Natural-language object grounding data
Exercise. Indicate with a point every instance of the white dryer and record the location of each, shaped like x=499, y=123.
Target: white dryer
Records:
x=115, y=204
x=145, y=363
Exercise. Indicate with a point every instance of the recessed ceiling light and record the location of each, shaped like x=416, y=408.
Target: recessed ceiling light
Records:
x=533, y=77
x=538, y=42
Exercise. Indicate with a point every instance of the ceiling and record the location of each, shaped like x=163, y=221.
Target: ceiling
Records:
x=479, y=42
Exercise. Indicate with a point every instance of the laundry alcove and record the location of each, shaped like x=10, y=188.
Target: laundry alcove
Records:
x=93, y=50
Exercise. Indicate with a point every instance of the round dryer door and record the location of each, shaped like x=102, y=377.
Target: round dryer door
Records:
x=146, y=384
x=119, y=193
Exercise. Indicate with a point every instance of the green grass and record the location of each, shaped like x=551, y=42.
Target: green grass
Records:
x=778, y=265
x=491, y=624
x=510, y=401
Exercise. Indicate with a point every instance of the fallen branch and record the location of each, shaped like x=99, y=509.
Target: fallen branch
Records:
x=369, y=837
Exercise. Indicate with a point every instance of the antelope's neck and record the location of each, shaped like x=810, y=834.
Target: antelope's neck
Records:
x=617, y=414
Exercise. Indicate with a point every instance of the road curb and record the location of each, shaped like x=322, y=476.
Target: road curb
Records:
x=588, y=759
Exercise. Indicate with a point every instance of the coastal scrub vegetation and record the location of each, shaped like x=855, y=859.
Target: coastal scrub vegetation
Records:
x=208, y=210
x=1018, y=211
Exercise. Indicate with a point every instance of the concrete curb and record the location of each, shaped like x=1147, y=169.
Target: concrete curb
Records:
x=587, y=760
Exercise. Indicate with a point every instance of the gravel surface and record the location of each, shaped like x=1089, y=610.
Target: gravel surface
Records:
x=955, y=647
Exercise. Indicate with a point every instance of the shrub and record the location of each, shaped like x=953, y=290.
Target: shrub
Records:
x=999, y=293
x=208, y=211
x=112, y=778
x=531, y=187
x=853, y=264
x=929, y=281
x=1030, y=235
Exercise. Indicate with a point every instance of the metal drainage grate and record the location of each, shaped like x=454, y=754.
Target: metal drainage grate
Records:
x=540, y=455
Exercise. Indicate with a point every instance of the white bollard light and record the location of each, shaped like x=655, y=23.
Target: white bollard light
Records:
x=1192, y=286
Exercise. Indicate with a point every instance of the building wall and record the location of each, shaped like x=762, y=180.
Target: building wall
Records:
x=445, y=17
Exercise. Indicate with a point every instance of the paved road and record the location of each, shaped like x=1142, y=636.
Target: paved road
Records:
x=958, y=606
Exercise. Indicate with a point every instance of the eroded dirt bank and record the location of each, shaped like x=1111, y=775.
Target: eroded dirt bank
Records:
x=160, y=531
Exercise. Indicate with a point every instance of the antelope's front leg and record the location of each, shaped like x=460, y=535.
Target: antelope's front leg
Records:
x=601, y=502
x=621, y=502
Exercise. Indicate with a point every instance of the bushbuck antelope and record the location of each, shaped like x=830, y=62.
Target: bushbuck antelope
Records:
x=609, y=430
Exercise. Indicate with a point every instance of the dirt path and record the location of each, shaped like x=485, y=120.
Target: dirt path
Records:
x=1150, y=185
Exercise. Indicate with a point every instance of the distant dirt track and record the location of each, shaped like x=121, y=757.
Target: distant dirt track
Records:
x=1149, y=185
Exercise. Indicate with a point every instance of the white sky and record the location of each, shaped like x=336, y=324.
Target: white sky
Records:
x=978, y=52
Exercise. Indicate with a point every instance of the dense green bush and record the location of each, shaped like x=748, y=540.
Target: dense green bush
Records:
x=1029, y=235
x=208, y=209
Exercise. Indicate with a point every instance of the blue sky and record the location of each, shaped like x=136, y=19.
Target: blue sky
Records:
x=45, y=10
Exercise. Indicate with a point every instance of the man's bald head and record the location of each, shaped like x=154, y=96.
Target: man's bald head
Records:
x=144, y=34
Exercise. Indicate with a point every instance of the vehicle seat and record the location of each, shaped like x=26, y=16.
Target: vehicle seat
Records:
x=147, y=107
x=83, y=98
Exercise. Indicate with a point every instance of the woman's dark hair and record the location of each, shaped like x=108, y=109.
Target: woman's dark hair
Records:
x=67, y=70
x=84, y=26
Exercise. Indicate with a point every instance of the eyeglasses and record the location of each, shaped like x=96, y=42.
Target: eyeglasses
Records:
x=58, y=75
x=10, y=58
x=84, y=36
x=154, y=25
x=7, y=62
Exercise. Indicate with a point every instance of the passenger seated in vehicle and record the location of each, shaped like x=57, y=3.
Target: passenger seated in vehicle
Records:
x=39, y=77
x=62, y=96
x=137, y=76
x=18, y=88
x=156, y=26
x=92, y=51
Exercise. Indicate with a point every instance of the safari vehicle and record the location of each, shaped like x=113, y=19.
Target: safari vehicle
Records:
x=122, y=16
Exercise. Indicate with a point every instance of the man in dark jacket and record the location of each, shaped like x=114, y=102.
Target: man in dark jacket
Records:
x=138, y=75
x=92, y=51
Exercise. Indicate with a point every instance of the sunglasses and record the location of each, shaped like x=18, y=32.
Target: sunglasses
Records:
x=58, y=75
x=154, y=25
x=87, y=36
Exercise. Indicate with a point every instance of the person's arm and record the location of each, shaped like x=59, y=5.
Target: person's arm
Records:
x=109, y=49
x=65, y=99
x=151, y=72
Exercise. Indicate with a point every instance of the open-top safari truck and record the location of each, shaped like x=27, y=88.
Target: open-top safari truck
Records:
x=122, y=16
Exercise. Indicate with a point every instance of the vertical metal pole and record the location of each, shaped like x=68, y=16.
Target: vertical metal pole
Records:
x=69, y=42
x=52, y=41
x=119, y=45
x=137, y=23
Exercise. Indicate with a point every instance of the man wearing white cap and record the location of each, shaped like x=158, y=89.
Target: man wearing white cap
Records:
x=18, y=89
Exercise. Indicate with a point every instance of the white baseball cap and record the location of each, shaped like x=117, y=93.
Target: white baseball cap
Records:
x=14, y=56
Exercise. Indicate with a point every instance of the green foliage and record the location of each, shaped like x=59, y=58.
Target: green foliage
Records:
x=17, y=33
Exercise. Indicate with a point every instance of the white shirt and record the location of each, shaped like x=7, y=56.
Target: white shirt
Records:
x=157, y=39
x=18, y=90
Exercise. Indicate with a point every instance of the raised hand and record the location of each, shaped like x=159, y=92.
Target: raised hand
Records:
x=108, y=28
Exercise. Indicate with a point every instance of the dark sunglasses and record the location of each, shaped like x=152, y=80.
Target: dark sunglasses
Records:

**TASK OBJECTIVE**
Looking at the data above, say how many lines include the string "distant" and add nothing.

**RESULT OF THIS TASK**
2